(Saved entries)
· · · ·
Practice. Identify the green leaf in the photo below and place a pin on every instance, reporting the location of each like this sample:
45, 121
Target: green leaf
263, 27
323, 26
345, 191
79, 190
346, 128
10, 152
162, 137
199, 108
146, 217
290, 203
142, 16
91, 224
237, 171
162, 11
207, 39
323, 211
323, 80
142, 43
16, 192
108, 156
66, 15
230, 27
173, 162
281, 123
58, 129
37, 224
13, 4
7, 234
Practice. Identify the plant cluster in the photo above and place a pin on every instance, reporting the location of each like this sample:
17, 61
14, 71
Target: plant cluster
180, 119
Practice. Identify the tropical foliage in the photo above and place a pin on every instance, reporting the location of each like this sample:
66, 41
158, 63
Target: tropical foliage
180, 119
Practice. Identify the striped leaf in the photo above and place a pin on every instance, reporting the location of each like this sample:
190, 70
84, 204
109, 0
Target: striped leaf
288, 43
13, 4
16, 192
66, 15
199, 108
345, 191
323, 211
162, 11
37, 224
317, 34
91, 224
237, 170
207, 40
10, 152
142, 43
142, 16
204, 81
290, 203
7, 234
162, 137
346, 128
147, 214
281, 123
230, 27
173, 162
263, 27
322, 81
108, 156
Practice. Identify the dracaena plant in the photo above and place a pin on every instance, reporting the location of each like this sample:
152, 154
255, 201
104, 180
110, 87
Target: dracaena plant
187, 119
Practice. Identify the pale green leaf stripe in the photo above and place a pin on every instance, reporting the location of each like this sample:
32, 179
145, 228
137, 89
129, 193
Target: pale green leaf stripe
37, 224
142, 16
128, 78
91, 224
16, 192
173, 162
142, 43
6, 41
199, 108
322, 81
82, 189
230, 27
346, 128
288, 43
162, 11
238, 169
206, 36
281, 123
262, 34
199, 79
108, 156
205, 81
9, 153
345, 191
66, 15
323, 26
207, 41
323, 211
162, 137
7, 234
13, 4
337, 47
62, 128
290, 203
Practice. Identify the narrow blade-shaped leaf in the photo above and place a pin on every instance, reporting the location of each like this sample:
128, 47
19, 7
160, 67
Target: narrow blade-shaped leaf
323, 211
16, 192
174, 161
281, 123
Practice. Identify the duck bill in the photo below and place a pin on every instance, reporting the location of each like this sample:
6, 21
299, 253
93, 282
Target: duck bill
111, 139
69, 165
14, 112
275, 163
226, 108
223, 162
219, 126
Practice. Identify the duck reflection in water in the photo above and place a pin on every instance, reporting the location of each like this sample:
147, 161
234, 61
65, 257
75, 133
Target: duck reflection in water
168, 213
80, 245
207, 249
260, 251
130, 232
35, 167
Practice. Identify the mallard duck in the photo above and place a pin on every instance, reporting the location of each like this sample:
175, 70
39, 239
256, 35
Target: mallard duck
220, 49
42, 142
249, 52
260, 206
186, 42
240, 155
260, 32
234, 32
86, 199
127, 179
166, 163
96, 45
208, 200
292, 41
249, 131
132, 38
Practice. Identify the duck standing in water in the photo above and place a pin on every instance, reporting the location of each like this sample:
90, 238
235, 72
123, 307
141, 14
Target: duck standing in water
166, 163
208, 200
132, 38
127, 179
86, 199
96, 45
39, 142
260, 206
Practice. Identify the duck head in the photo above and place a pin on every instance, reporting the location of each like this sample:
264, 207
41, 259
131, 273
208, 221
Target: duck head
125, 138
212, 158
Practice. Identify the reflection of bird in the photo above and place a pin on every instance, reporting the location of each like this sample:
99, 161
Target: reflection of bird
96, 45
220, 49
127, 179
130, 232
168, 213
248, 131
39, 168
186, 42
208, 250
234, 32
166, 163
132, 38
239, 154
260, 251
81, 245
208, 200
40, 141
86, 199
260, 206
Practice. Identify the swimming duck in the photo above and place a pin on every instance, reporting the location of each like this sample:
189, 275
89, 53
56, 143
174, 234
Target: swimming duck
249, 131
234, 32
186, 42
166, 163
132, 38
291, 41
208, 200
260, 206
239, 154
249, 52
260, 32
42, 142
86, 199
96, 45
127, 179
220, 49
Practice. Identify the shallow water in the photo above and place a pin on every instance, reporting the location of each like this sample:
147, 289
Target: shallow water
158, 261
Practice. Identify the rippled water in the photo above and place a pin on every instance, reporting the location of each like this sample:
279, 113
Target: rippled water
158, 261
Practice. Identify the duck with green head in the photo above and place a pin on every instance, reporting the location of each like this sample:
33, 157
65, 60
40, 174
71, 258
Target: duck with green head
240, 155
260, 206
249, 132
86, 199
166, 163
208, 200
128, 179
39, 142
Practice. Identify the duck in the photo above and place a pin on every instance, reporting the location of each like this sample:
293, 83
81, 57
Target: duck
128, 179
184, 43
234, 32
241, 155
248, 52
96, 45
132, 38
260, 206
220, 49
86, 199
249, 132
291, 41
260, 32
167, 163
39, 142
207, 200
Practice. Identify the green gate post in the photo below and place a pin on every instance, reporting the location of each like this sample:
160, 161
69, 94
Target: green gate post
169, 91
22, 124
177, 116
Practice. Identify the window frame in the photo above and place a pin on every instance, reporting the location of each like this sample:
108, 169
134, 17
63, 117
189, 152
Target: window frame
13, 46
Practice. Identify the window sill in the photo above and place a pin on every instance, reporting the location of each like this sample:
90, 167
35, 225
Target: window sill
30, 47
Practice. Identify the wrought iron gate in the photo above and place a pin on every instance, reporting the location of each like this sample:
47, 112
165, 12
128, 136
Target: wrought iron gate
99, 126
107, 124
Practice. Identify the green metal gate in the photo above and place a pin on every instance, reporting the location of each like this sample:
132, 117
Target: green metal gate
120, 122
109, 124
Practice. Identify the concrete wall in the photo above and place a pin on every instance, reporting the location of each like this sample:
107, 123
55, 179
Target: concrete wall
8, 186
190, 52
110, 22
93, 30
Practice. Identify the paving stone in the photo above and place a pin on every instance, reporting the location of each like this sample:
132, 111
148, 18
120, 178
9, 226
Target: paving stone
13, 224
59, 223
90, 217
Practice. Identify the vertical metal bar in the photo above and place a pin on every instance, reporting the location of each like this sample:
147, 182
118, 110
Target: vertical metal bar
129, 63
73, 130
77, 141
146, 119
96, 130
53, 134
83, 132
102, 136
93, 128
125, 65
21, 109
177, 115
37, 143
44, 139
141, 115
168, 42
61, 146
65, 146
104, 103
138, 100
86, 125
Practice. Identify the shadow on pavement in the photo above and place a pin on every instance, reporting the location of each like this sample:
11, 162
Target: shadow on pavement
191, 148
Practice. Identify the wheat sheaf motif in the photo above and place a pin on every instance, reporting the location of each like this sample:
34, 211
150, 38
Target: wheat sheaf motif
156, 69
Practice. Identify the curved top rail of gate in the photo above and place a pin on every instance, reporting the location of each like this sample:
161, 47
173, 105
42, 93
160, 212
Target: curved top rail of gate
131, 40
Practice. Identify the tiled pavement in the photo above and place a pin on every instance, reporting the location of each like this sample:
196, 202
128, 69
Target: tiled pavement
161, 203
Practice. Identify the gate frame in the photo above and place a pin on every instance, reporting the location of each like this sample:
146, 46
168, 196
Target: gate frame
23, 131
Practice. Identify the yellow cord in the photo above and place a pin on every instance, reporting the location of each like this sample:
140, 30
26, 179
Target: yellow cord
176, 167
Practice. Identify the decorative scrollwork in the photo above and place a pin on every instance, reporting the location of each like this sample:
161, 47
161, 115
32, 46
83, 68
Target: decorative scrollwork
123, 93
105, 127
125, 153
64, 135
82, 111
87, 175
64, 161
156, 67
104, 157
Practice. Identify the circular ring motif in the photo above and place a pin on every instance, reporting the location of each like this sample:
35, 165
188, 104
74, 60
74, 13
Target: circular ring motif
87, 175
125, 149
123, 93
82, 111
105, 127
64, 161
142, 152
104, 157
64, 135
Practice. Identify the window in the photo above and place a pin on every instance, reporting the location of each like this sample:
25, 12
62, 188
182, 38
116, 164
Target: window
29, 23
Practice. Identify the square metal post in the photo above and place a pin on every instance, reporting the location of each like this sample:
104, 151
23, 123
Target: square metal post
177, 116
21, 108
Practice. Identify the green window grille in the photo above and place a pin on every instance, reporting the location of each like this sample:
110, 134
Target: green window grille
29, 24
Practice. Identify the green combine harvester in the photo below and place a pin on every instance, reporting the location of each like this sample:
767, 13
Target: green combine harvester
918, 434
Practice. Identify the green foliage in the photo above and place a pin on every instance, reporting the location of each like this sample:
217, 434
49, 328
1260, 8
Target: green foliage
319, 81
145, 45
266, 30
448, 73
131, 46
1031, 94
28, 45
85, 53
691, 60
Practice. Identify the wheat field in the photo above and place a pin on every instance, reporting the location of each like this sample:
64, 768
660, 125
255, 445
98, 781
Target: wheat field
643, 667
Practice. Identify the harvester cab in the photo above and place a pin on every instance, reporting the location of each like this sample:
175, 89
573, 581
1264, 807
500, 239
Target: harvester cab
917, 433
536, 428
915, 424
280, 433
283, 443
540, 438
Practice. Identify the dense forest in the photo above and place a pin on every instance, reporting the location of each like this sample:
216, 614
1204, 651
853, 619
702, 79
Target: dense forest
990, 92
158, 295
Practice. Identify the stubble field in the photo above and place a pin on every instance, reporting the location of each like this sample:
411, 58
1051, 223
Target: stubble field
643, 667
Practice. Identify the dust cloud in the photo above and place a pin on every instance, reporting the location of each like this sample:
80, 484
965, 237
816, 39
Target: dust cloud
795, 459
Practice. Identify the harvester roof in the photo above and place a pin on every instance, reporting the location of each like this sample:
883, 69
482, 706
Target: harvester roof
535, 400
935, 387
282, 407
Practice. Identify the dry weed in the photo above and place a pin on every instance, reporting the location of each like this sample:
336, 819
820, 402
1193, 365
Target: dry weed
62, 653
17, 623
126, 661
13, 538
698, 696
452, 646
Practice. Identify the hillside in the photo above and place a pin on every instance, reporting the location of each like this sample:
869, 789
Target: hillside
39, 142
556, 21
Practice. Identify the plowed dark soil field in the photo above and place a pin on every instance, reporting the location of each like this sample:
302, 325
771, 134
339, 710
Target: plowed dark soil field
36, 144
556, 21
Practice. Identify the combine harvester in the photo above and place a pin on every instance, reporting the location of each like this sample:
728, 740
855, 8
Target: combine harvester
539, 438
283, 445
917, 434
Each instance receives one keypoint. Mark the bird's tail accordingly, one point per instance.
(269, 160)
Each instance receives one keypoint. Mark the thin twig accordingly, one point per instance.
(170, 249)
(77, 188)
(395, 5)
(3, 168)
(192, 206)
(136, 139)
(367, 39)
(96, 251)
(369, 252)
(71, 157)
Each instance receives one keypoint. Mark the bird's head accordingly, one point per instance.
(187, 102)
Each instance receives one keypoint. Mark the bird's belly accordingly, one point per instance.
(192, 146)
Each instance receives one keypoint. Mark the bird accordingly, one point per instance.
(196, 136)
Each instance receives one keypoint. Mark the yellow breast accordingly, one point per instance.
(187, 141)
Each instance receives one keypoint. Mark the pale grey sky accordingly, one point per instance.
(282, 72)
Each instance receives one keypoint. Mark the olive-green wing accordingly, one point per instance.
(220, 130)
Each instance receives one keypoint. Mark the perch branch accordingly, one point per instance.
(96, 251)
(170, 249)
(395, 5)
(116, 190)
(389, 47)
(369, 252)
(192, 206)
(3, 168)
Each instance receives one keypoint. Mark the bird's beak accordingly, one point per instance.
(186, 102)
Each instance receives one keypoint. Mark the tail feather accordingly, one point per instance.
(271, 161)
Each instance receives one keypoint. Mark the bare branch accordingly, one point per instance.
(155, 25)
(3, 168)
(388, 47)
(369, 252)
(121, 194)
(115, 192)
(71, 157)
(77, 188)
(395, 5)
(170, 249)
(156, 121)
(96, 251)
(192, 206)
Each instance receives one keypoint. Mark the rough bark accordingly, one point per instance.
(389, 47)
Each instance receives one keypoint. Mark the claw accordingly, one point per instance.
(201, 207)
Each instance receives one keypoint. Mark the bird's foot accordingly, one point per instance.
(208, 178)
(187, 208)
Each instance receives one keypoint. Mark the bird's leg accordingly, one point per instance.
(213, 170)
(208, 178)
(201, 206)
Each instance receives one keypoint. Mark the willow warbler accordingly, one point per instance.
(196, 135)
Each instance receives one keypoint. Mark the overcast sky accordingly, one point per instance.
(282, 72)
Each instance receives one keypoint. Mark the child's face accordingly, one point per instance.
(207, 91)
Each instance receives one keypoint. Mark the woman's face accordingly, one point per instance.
· · · ·
● Your objective: Copy each line of the entries in which the string "below" is found.

● Exercise answer:
Practice. Identify the green leaf in the photo below and place a pin on every instance, reporting the location of each like this sample:
Practice. Identify the duck bill in the photo below and place a pin on every instance, reporting the location of each like this sample:
Practice. Identify the green gate post in the photo below and place a pin on every instance, reporting the location of each like this sample:
Practice. Identify the green combine harvester in the photo below and place a pin on every instance, reporting the location of each like this sample:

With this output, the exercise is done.